**Short task:**
Copy every row below word for word, and leave the pictures out.
※
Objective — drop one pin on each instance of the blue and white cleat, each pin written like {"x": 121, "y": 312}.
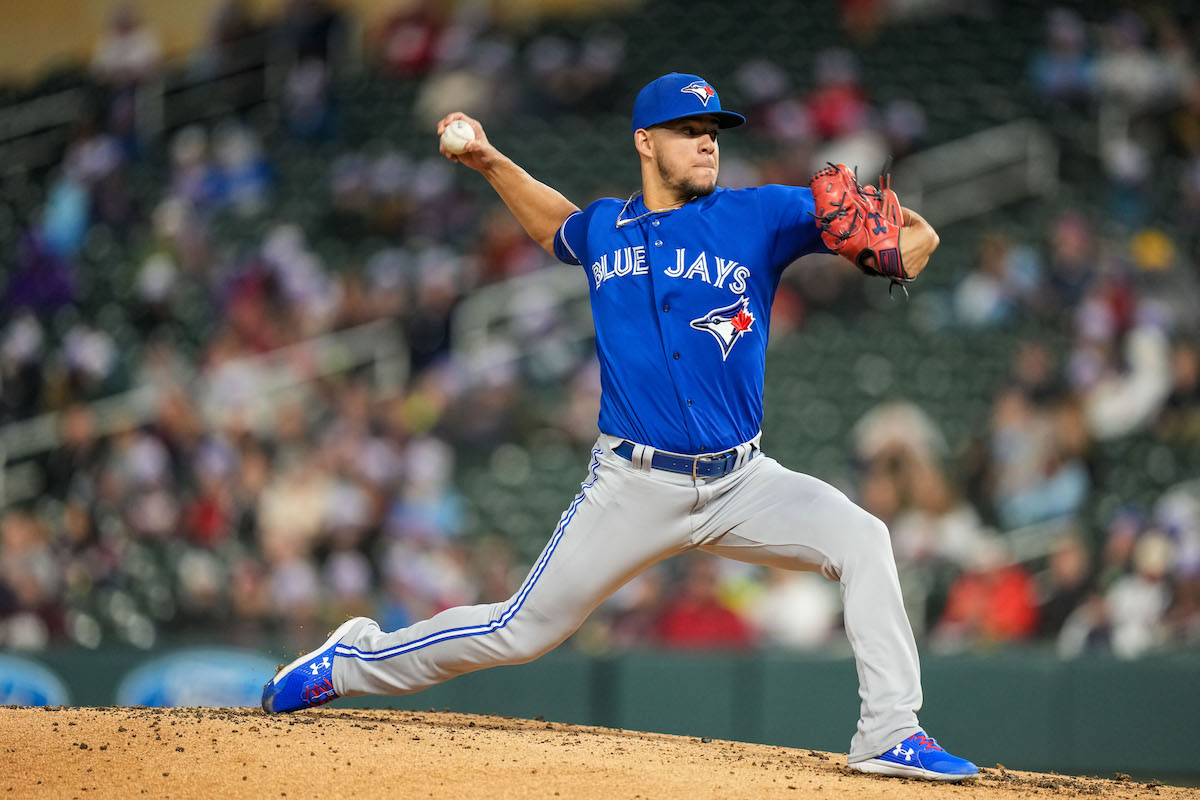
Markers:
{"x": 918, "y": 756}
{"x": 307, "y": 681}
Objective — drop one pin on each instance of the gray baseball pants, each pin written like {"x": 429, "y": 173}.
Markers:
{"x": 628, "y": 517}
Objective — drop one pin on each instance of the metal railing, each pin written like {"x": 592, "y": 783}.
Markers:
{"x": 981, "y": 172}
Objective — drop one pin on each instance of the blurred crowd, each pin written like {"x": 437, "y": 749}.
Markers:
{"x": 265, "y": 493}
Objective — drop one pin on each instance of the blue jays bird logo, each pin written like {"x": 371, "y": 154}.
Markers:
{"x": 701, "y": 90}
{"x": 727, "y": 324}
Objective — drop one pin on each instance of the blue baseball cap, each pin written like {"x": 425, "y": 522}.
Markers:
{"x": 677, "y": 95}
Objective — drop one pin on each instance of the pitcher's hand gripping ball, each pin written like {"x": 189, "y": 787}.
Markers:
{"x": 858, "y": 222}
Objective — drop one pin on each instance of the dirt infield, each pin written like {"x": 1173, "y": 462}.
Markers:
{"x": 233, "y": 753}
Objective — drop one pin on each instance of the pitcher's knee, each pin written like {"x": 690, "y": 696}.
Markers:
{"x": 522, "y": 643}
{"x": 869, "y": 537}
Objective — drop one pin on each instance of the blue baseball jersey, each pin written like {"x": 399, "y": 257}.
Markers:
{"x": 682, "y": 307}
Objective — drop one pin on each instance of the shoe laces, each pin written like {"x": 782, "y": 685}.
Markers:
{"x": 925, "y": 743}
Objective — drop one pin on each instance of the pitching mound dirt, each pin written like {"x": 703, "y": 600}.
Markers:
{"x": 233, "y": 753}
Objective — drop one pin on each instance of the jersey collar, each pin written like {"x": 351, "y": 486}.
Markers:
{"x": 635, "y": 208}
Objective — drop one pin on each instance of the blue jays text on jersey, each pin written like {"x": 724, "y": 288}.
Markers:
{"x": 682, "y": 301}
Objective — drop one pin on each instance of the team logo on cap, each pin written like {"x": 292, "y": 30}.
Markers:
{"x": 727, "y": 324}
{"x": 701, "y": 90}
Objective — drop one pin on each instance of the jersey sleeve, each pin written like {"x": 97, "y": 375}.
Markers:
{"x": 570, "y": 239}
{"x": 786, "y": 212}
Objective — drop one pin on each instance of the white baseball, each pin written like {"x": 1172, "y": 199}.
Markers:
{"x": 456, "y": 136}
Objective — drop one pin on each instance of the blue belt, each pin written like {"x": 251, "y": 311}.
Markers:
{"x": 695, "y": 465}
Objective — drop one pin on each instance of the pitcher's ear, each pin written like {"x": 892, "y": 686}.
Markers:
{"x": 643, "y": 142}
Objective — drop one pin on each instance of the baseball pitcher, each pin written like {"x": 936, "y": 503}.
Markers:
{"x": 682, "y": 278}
※
**Answer below:**
Objective — drop one pin on each instance of the blue and white cleat, each pin written like {"x": 121, "y": 312}.
Markers:
{"x": 918, "y": 756}
{"x": 307, "y": 681}
Objective — drop one pin on each instance of the gray baseball pants, each pin written like {"x": 429, "y": 173}.
Markers:
{"x": 628, "y": 517}
Objective — drop one pin on each instance of the metal railing, each pin written like {"x": 592, "y": 783}.
Markers:
{"x": 981, "y": 172}
Objective — drop one pin on each instance of the blurred crowd, each pin written like {"x": 437, "y": 749}.
Markers:
{"x": 265, "y": 493}
Objective — drop one pin on each instance of the blue jays bird logo, each pin written like {"x": 371, "y": 154}.
Markers:
{"x": 701, "y": 90}
{"x": 727, "y": 324}
Objective — drop one pin on each instance of the blue baseball cap, each pin written like {"x": 425, "y": 522}.
Markers:
{"x": 677, "y": 95}
Objective — drop one pin on each instance of the pitcher's hand gripping ball, each pin written like {"x": 189, "y": 787}.
Markers:
{"x": 858, "y": 222}
Objective — drop one pin on each instance of the dirt infield, each pin written like {"x": 1173, "y": 462}.
Markers:
{"x": 233, "y": 753}
Objective — drop one pin on each instance of the pitcher's knee, each pin written like {"x": 690, "y": 696}.
Markers:
{"x": 522, "y": 643}
{"x": 869, "y": 537}
Objective — drop one pin on each instance of the blue baseball jersey, each pin written like {"x": 399, "y": 257}.
Markers:
{"x": 682, "y": 307}
Objective — drop one pin on each instance of the shoe laces, each pin written like {"x": 782, "y": 685}.
Markers:
{"x": 925, "y": 743}
Objective — drop one pin on each instance of the pitching mound dirt, each pin written like {"x": 703, "y": 600}.
Markers:
{"x": 233, "y": 753}
Objective — drop one pin on each instance of the jersey collar, each pin written like {"x": 351, "y": 486}.
Markers:
{"x": 635, "y": 208}
Objective — drop one pin on each instance of the blue jays text on jersey, each pin written like {"x": 724, "y": 288}.
Markers:
{"x": 682, "y": 301}
Objective — drop one pin on each instance of the team logo on cap, each pin written like {"x": 292, "y": 30}.
Markers:
{"x": 727, "y": 324}
{"x": 701, "y": 90}
Objective — drop one pin on each instance of the jersey sleeve, each pin written like {"x": 97, "y": 375}.
Markers:
{"x": 570, "y": 239}
{"x": 786, "y": 212}
Objective — drop one pin on each instance of the white baseball, each pin written like {"x": 1172, "y": 199}.
Markers:
{"x": 456, "y": 136}
Objective — drop one pin on each instance of the blue belt, each pin written like {"x": 251, "y": 311}.
Markers:
{"x": 695, "y": 465}
Objective — drop one pin on each instance of the pitcher's ear, each pin written like {"x": 892, "y": 686}.
Markers:
{"x": 643, "y": 142}
Objective — drop one pin on each instance of the baseball pitcher, each pin written like {"x": 936, "y": 503}.
Markers:
{"x": 682, "y": 278}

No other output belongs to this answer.